***** Provided data
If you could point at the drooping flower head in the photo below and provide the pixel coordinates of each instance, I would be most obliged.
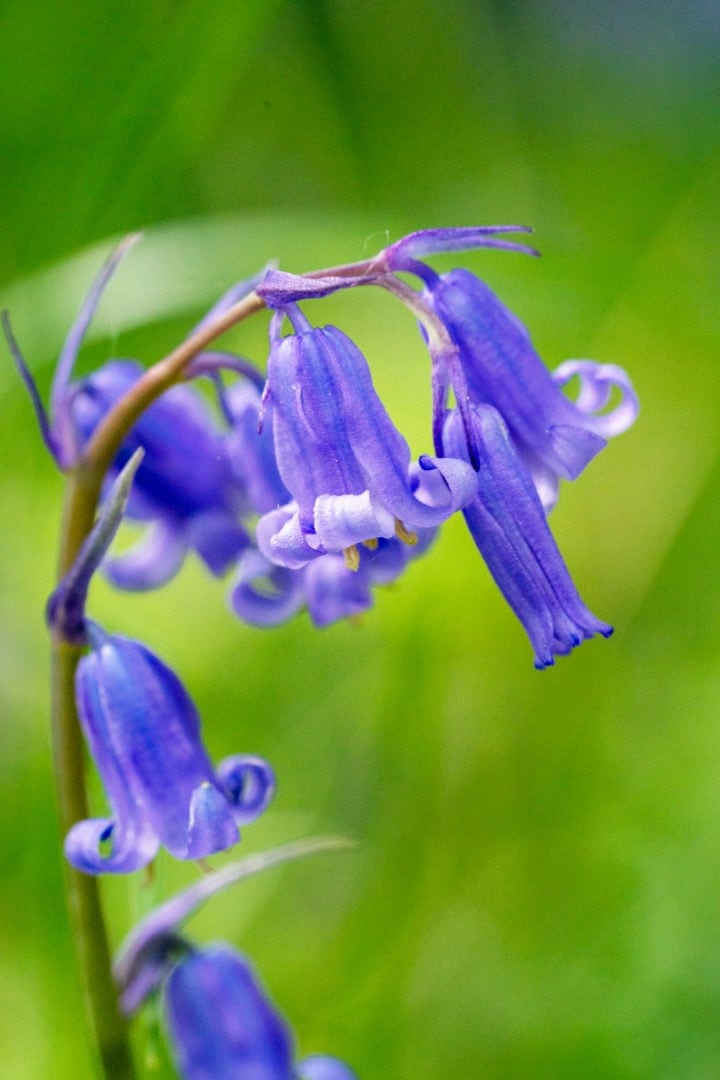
(556, 436)
(144, 734)
(508, 526)
(222, 1024)
(265, 593)
(511, 421)
(339, 456)
(220, 1021)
**********
■ Problem description ■
Repeat every item above word for word, leaving out the picture.

■ Solution to the exercise ■
If you could point at the drooping flower head in the photo below and provide the pixel coordinates of each instance, I would be most obliged.
(556, 436)
(144, 734)
(508, 526)
(222, 1024)
(265, 593)
(511, 421)
(339, 456)
(220, 1021)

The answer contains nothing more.